Исходный отрывок
==*==

5.  Средь  оплывших   свечей  и     промежуточных  звеньев   

 

     Часть написанных   как  после   «Воробья»,  так   и  после  «Ай- Петри» рассказов  вполне  можно   рассматривать,   как  эскизы  к  «Ай -Петри».  Сначала  А. Иличевский   публиковал  эскизы  к     создаваемому им   шедевру,  потом  - к  уже  выставленному.  Что-то  вроде  этого.

    Возьмем,   к  примеру,  двучастный  «Известняк»  (http://magazines.russ.ru/novyi_mi/2006/9/ili9.html).  Как  метарассказ   он, пожалуй,  не состоялся.   Пред-известняковая  его часть вовсе  не  чужда   второй  части, но  слишком  уж  она сама по  себе   -  и  самостийна,  да  и самостильна    тоже.  Если  бы  А.  Илличевский   начал    этот  рассказ с  середины,   приблизительно, вот   с этих  слов:  «Была еще одна причина, по которой он впоследствии стал часто уходить в этот лес»,  то,  честное  слово,  он  был бы  очень  близок   к  созданию  сильной  миниатюры на   тему «одиночество затягивало как смерть», заключенную  к тому  же  в прекрасно  выделанную   динамическую   метафору   -  погружение  в глубины  времени,  срыв   в  эти  глубины.   И это  рассказ   прекрасно   -  мягко  и  полно -   состыковался  бы   с   забайкальской частью  « «Ай-Петри»...

==*==

Задания
1. Перечислите все названия произведений, которые упомянуты в отрывке о рассказах А. Иличевского.
2. Напишите продолжение отрывка о рассказах А. Иличевского.

Извлечённые сведения

==*==

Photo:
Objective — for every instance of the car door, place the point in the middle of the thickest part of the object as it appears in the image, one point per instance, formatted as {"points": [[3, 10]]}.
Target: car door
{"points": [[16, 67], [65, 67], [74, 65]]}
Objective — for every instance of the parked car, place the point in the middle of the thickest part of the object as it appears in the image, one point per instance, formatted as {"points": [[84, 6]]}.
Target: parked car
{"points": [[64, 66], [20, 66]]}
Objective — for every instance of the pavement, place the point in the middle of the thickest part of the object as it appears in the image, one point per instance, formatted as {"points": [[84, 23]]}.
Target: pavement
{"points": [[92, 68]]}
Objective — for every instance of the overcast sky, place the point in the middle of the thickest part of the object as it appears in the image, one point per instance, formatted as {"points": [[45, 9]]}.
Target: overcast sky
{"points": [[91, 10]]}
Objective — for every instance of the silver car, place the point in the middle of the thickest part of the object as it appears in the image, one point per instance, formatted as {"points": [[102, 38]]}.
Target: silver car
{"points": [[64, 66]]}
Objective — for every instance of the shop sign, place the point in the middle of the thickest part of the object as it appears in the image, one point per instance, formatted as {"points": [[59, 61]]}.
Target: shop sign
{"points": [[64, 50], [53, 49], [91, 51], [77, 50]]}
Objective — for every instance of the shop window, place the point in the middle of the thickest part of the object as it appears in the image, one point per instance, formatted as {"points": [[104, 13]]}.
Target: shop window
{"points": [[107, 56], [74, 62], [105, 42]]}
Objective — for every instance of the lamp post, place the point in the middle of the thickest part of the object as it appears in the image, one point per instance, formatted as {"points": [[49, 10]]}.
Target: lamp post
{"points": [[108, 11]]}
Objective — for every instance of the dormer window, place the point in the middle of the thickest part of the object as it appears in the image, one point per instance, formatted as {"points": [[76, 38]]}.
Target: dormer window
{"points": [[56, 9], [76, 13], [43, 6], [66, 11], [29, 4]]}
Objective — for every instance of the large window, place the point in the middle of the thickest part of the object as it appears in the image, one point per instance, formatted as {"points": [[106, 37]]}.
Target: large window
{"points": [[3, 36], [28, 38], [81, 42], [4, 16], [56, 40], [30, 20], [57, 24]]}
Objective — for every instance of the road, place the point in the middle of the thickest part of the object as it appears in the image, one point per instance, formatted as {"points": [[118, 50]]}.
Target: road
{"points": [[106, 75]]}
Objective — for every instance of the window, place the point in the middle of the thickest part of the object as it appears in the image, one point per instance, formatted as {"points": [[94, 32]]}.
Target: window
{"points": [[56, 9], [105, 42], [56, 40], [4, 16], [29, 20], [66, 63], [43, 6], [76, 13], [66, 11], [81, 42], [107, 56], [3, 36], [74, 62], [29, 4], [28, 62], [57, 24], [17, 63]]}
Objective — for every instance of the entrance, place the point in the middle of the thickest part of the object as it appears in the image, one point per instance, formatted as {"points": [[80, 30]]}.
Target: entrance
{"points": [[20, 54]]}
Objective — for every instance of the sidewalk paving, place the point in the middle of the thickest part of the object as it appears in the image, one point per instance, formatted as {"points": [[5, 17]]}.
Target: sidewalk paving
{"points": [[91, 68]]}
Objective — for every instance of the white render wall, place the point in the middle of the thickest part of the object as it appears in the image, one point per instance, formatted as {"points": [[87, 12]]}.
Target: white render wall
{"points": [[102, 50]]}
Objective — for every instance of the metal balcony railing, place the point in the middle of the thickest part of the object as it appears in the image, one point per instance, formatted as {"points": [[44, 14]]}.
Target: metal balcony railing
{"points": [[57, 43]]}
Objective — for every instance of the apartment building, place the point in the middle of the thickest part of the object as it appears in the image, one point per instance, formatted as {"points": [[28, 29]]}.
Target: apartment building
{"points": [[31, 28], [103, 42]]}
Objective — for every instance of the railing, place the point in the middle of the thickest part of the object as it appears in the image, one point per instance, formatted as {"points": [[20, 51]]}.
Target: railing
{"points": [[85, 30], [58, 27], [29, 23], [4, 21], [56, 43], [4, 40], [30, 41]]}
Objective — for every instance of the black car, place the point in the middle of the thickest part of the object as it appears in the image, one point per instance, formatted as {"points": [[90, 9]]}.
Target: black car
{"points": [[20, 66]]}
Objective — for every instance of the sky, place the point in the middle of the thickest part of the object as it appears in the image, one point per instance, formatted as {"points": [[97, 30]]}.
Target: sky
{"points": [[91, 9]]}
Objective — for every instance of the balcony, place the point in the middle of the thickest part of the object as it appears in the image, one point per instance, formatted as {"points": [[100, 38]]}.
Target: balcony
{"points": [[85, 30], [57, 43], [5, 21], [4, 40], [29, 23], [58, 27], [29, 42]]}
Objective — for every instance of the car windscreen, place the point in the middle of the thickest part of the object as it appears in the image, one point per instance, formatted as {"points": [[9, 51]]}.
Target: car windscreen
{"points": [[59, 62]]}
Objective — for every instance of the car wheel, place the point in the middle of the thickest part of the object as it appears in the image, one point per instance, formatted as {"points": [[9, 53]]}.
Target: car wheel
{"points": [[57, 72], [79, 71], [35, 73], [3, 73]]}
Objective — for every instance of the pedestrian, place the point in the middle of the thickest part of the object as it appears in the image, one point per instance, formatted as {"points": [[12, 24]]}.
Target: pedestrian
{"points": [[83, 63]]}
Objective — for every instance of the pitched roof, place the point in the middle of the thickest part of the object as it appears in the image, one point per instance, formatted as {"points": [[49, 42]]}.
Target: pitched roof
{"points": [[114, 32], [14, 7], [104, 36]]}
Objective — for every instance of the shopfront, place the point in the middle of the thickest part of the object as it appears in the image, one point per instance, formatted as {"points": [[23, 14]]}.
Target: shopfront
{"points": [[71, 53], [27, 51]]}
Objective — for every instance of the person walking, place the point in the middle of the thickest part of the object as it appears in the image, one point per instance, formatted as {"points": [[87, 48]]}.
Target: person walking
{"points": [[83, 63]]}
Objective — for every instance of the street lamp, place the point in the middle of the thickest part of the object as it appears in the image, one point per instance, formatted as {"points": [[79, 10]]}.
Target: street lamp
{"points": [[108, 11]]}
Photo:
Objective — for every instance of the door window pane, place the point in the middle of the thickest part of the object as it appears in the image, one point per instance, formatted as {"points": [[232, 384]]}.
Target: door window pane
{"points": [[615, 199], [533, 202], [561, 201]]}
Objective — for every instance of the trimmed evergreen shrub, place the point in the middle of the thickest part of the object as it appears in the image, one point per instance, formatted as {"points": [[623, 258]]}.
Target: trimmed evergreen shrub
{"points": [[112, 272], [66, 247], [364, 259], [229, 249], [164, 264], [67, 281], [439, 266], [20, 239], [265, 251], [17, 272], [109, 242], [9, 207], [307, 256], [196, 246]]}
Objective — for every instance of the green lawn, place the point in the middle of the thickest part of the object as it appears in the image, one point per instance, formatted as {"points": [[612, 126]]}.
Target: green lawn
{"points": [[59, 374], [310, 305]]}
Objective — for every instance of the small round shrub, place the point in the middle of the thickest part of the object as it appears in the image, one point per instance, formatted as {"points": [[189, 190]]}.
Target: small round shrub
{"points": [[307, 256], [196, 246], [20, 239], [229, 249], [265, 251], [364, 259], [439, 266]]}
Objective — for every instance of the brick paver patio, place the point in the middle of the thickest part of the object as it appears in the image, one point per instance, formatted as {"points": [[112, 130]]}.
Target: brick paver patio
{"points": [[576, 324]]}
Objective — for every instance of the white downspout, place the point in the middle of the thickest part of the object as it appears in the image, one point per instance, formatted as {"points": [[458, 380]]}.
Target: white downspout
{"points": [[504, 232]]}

==*==

Результаты выполнения
1. «Воробей», «Ай-Петри», «Известняк».

2.
  Рассказ «Гладь» (http://magazines.russ.ru/novyi_mi/2006/3/illi6.html)   можно  рассматривать,  как    попытку   выстроить  метареалистическое  произведения     из    отдельных,  относительно   независимых  фраз.   Попытка,  обреченная на неудачу уже  по  своему  замыслу, поскольку,   фраза   вряд ли  является оптимальным     строительным  элементом  метапрозы.  Нужен  как  минимум эпизод, зарисовка, диалог ….  Кроме  того    само  явное   выстраивание ( когда   присутствует  четко  сформулированное  намерение),  скорей  всего,  не    совместимо с    идеологией   метареализма, которая   ориентированна    все-таки    на  шестое  чувство(   некоторая  структура интуитивно   выстраивается,  а  затем  запускается).   Здесь  же   следы  компоновки  налицо -     очевидны.  Почти  как  в «Воробье»… 

  Об этом    рассказе  можно    высказаться    и    так: создан  шедевр(«Ай-Петри»), но  остался    мольберт,  на  котором  смешивались  смыслы…  Точнее  один  из  мольбертов…

  В «Дизеле» (http://magazines.russ.ru/october/2007/10/ili3.html) единичный  строительный   «кубик»  укрупняется  до   эпизода,   до отдельных  состояний  -  они    сближаются     в  надежде  на выявление некоторой  объединяющей   части  и расходятся,  чтобы  сблизиться  в  новой  попытке..    Внешнее  усилие,  аналитический  расчет, подпиливание  и  обстругивание   «кубиков»  чувствуется  и  здесь, но  нельзя  не  обратить   внимание на  то,  что  через  этот   стохастический  коллаж  начинает,    в  конце концов, проступать  некоторая  сущность, удерживающая все  вместе. Некрепко, на  мгновение,    но  удерживающая. Да  и сама  это  сущность эфемерна,  летуча.  Таинственная  эманация, о которой кем-то  когда-то было  сказано:   неизъяснимое  томление  духа, которому  сильные  подвержены  больше, чем  слабые….

 Я  не  хочу сказать,  что  предложенная   А. Иличевским     версия  есть  наилучшая  вариация  на эту  тему.      Но  я  не  могу  не  признать: целостный  эффект  в  этом  тексте есть  -  я  его  чувствую.  Он  эфемерен,    почти  случаен,   но  есть.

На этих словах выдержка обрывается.